··· THE DATA ···

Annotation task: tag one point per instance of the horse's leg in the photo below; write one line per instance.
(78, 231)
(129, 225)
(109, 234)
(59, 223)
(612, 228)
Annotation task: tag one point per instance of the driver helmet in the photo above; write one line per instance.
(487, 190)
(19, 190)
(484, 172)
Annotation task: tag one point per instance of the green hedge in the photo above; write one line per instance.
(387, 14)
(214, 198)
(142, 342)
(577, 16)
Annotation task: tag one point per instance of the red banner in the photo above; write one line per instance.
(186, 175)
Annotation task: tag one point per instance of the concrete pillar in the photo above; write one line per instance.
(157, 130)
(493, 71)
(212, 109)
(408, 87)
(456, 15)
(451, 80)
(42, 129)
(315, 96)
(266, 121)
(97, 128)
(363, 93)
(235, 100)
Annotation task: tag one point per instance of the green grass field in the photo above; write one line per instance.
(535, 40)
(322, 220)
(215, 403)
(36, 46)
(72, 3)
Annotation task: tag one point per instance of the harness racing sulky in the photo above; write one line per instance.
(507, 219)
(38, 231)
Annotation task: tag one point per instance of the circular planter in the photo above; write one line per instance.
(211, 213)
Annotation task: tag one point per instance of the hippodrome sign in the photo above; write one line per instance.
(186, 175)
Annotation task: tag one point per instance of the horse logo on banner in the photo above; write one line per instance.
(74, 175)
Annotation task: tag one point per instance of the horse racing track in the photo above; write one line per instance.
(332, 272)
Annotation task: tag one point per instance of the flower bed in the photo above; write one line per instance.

···

| PROBLEM DETAILS |
Can you rewrite the listing from the line containing "Annotation task: tag one point per instance of the horse racing" through the end of the listing, both ends included, shifting every coordinate by adding 119 to each of its numbers and keeping the request lines as they are?

| TASK OUTPUT |
Annotation task: tag one point per instance of the horse racing track in the photo above; write one line per instance.
(451, 391)
Annotation task: tag one point per instance of the flower bed in the photo above; write one line per instance.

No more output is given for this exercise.